**Aim of the task**
All of the data is to be set down again without any alteration.

Records from a collection:
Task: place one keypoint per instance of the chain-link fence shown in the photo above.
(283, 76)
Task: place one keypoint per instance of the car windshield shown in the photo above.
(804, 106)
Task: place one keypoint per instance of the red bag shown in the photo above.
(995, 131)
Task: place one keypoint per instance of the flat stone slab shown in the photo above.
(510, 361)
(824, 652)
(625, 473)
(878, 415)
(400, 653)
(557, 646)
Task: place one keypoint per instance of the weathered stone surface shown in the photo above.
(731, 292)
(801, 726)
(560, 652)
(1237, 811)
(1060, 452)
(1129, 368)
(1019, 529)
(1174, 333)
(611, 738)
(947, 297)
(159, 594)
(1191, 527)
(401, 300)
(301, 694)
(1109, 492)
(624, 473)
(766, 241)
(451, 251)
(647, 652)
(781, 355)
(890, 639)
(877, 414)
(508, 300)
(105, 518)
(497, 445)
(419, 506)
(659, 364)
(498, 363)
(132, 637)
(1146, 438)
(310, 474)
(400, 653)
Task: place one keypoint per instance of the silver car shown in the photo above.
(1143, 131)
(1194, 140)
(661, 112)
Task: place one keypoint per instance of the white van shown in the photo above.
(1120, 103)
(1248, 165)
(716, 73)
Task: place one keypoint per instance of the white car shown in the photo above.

**Exercise answer**
Task: place one keypoint per instance of the chain-link fence shown in the photo above.
(283, 76)
Task: place one keypoint per instance of the car windshield shown in the photo above.
(804, 106)
Task: place one keypoint per instance of the red bag shown in the photo above.
(995, 131)
Task: place one keypoint per instance of the flat stone slab shown in the photo above.
(510, 361)
(824, 652)
(625, 473)
(878, 415)
(400, 653)
(557, 646)
Task: place one keypoint per instance of the weathered stone surface shown in the photo above.
(731, 292)
(801, 726)
(560, 652)
(1237, 811)
(1060, 452)
(1129, 368)
(1019, 529)
(1174, 333)
(611, 738)
(947, 297)
(159, 594)
(1191, 527)
(401, 300)
(301, 694)
(1109, 492)
(624, 473)
(766, 241)
(451, 251)
(647, 652)
(781, 355)
(890, 639)
(877, 414)
(508, 300)
(105, 518)
(497, 445)
(419, 506)
(659, 364)
(498, 363)
(132, 637)
(1146, 438)
(310, 474)
(400, 653)
Task: place one keypoint per instance of the silver car shown in the photo above.
(1143, 131)
(1194, 140)
(661, 112)
Task: place one keypoint per instance of the white van shown in the photo above.
(1120, 103)
(1248, 165)
(716, 73)
Task: place one keypoint per instance of the white car shown in the photo above.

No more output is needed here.